**Aim**:
In the lines below, change every "parked car" to "sedan" and reproduce them with nothing else altered. Omit the pictures from your answer.

________

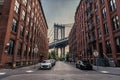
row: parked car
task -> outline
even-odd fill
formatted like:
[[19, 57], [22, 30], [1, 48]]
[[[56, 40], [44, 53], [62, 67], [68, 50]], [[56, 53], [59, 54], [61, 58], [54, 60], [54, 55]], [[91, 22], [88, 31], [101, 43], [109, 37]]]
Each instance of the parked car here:
[[50, 59], [50, 61], [51, 61], [52, 66], [54, 66], [55, 63], [56, 63], [56, 60], [55, 59]]
[[92, 70], [93, 69], [93, 66], [90, 64], [89, 61], [86, 61], [86, 60], [78, 60], [76, 62], [76, 68], [79, 68], [81, 70]]
[[51, 69], [52, 68], [52, 64], [50, 60], [43, 60], [40, 63], [40, 69]]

________

**Result below**:
row: sedan
task -> outline
even-odd fill
formatted like:
[[19, 57], [22, 30], [1, 48]]
[[[56, 40], [44, 53], [62, 67], [68, 50]], [[56, 53], [59, 54], [61, 58], [54, 60], [54, 55]], [[91, 22], [88, 31], [101, 43], [109, 37]]]
Each instance of the sedan here:
[[50, 59], [50, 61], [51, 61], [52, 66], [54, 66], [55, 63], [56, 63], [56, 60], [55, 59]]
[[92, 70], [93, 69], [93, 66], [90, 64], [89, 61], [86, 61], [86, 60], [78, 60], [76, 62], [76, 68], [79, 68], [81, 70]]
[[51, 69], [52, 68], [52, 64], [50, 60], [43, 60], [40, 63], [40, 69]]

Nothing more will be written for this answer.